* _Énoncé de l'exercice a_: Relevez, en les recopiant, toutes les lignes des enregistrements ci-dessous qui contiennent la chaîne « pepperoni ». La casse doit être respectée.

* _Texte du document_:
◆ ◆ ◆ ◆ ◆

Une odeur divine de terre à peine mouillée envahit la maison. J’écoute enfin le doux bruit de la pluie qui tombe sur la ville. Je l’entends crépiter au sol et de la pièce où je suis, j’ouvre la fenêtre et regarde ces gouttes d’eau chuter d’un ciel basané que la timide clarté du demi-jour tente d’éclaircir. Cet instant est beau, magique, irremplaçable ! J’ai toujours aimé la pluie d’une passion profonde. Muse inspiratrice, elle donne libre cours à mes captives pensées et me réconcilie avec moi-même !

Je voudrais que mes mots deviennent pluie ! Pluie salvatrice, libératrice, généreuse ! Giboulée qui fait germer le bien nourricier lui faisant découvrir la lumière, le soleil, l’espoir : Vous êtes cette pluie, mes mots !

 

Par Said BELFEDHAL

Commentaires

  • ferhaoui
    • 1. ferhaoui Le 05/08/2020
    bonjour tout le monde ou que vous soyez. mon cher ami , merci pour ce beau texte: une très belle aquarelle toute fraiche posée sur une toile blanche ou les mots et les couleurs disent plus que l"image....

◆ ◆ ◆ ◆ ◆

* _Enregistrements à utiliser_:
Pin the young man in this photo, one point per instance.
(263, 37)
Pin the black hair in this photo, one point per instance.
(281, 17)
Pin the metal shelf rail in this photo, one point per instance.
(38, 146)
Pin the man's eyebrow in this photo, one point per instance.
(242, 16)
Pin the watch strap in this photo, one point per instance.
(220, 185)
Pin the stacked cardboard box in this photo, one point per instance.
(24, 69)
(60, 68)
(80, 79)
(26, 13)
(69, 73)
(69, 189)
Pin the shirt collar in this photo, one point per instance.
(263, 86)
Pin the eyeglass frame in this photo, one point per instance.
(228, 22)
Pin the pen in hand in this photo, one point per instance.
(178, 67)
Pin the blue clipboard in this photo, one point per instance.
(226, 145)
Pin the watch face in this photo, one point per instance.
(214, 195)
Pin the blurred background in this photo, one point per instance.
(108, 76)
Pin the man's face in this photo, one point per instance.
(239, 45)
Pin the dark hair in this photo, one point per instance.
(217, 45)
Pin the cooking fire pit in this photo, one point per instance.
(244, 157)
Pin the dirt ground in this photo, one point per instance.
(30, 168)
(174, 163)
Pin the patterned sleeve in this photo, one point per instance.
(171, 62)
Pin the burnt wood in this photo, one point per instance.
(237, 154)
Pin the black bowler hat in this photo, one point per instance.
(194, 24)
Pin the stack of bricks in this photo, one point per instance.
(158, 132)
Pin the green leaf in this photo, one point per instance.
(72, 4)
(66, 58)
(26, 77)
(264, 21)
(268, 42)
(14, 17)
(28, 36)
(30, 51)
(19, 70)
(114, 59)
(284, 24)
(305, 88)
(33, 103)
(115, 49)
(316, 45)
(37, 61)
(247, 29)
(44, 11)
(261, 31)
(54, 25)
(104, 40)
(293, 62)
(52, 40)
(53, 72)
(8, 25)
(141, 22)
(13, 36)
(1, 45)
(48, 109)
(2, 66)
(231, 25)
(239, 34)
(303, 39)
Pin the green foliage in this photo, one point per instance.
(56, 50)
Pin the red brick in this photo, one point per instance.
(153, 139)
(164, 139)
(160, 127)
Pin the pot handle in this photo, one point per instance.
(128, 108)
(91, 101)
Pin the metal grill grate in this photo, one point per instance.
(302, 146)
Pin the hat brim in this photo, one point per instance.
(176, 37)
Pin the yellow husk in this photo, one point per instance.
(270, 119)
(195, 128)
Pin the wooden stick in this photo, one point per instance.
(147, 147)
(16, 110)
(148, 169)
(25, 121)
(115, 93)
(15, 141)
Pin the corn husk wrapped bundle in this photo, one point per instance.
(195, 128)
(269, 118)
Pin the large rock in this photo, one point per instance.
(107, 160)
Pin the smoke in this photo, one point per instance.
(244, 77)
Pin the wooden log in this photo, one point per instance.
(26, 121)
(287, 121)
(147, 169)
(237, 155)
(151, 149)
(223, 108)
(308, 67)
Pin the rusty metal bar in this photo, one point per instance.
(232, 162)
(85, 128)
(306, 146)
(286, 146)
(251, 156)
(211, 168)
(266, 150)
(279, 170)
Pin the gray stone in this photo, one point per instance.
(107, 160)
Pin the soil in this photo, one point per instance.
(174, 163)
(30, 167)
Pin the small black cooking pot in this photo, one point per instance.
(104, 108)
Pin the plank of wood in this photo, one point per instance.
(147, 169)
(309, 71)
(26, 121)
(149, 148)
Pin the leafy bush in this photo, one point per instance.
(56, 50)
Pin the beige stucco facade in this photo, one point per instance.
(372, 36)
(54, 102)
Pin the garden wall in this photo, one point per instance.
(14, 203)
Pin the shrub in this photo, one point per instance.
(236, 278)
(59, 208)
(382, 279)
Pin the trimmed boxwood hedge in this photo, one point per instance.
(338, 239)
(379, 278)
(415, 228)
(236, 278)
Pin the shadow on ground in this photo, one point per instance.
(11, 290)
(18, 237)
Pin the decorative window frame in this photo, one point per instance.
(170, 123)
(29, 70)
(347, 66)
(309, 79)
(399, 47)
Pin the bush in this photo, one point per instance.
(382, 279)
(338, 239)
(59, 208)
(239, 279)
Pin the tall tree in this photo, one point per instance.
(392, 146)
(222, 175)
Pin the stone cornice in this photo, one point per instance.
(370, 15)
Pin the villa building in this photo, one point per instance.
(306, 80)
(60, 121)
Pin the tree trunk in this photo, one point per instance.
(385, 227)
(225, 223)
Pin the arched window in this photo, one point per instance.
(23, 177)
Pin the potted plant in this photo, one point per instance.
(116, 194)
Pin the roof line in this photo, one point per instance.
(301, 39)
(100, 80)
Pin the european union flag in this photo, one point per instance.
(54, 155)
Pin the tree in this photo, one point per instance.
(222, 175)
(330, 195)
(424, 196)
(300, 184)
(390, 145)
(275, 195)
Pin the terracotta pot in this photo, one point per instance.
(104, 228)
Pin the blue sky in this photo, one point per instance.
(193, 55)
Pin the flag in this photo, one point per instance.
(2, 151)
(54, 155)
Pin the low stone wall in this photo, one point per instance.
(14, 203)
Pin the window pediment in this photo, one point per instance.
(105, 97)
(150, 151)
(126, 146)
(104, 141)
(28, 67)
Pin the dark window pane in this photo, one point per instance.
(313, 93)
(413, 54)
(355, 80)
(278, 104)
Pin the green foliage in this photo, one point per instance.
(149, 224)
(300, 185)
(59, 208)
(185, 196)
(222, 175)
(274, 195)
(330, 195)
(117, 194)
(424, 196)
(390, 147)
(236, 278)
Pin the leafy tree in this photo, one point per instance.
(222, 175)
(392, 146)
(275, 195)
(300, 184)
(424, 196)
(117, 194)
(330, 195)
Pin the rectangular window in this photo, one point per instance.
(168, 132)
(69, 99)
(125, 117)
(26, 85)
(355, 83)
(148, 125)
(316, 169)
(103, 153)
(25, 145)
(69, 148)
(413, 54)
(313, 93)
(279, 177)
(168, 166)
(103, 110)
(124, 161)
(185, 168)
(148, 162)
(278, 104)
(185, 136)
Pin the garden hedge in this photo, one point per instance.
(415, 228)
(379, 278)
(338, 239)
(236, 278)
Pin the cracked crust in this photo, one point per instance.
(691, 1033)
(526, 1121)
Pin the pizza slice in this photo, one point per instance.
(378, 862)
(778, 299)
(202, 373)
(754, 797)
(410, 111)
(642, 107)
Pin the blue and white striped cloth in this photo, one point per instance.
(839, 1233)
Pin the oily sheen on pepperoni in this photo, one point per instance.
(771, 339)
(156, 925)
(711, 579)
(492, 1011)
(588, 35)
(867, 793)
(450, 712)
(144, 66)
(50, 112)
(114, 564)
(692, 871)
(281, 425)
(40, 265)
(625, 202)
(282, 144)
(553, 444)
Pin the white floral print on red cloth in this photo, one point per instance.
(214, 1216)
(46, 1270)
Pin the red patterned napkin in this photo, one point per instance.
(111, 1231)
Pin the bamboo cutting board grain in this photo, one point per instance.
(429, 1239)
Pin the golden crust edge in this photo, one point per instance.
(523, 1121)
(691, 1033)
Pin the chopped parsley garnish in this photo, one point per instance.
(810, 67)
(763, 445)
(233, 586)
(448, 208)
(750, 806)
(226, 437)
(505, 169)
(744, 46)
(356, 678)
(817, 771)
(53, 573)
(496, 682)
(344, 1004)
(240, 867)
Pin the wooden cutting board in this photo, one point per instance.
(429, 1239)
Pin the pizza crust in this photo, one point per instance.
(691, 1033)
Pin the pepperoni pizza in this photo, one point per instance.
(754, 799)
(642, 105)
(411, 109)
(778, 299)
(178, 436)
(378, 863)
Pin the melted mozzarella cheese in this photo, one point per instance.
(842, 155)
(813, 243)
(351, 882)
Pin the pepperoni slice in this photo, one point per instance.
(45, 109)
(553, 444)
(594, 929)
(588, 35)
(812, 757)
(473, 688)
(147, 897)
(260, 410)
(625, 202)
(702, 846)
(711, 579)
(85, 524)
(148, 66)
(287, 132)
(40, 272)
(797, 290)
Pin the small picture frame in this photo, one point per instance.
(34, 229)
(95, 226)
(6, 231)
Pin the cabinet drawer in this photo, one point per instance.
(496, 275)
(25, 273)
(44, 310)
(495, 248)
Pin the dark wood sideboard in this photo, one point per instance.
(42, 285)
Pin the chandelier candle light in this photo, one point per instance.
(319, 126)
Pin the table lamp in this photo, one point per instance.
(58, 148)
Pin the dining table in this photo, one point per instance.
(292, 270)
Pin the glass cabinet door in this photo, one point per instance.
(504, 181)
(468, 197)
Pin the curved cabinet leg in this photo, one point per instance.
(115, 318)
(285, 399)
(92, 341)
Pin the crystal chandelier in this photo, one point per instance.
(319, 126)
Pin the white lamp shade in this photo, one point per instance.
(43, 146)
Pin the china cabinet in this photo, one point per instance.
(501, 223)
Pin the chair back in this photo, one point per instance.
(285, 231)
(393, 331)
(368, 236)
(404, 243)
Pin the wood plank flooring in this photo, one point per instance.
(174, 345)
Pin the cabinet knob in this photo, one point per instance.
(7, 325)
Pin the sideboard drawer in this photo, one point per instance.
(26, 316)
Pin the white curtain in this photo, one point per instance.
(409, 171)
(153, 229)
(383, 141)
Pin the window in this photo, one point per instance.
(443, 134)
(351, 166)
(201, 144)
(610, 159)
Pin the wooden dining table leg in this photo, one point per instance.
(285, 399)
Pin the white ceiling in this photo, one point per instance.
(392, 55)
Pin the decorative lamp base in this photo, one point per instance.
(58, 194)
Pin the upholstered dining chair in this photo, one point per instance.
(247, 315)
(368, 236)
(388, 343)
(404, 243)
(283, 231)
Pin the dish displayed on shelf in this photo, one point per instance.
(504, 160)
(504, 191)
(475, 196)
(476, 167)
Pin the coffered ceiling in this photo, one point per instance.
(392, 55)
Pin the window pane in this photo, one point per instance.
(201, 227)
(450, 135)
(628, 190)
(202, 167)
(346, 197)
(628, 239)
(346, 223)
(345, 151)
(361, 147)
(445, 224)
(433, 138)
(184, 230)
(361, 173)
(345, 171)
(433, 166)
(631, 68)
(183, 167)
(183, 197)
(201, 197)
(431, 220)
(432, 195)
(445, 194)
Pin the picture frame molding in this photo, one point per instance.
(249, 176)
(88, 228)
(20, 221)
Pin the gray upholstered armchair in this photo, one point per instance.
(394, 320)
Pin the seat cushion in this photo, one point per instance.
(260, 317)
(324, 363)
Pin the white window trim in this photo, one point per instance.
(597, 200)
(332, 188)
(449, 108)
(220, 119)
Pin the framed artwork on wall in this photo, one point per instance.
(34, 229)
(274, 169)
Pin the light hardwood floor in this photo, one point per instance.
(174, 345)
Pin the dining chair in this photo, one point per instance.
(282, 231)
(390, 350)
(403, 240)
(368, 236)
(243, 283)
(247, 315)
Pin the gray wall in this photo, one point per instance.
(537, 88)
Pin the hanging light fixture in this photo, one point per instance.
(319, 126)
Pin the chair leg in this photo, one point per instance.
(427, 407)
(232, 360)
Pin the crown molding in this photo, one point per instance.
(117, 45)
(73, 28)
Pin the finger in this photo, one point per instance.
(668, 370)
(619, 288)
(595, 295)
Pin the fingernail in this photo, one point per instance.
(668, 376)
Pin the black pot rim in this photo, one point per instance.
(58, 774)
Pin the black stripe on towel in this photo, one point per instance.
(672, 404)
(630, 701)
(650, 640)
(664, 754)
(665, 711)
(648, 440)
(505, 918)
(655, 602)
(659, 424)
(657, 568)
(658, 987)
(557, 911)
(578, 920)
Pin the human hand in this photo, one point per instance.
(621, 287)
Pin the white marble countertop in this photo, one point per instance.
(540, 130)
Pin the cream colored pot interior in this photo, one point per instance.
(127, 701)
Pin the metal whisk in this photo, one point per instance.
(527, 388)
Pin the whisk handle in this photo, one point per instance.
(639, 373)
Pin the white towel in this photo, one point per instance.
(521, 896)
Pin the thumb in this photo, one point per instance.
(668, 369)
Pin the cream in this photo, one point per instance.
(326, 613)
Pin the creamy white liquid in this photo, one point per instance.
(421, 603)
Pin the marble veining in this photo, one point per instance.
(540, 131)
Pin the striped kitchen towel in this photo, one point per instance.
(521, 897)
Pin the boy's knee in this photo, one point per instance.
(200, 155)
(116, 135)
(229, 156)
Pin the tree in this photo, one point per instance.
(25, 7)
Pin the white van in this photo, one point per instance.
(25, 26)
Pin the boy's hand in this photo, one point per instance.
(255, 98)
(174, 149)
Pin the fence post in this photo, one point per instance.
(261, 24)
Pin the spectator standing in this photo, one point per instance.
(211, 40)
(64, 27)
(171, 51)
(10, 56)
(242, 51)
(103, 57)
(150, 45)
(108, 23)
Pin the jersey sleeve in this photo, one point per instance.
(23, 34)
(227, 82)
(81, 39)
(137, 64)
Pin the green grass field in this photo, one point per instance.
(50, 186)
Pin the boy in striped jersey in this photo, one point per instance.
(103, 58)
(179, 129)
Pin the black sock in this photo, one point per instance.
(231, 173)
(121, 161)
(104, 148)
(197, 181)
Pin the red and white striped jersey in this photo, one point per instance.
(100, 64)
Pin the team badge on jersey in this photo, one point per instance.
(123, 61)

◆ ◆ ◆ ◆ ◆

* _Énoncé de l'exercice b_: Consignez à l'identique le passage du texte sur la pluie qui va de « Une odeur divine » jusqu'à « réconcilie avec moi-même ! » inclus.

* _Réponse finale a_:
Pin the oily sheen on pepperoni in this photo, one point per instance.
Pin the pepperoni pizza in this photo, one point per instance.
Pin the pepperoni slice in this photo, one point per instance.

* _Réponse finale b_:
Une odeur divine de terre à peine mouillée envahit la maison. J’écoute enfin le doux bruit de la pluie qui tombe sur la ville. Je l’entends crépiter au sol et de la pièce où je suis, j’ouvre la fenêtre et regarde ces gouttes d’eau chuter d’un ciel basané que la timide clarté du demi-jour tente d’éclaircir. Cet instant est beau, magique, irremplaçable ! J’ai toujours aimé la pluie d’une passion profonde. Muse inspiratrice, elle donne libre cours à mes captives pensées et me réconcilie avec moi-même !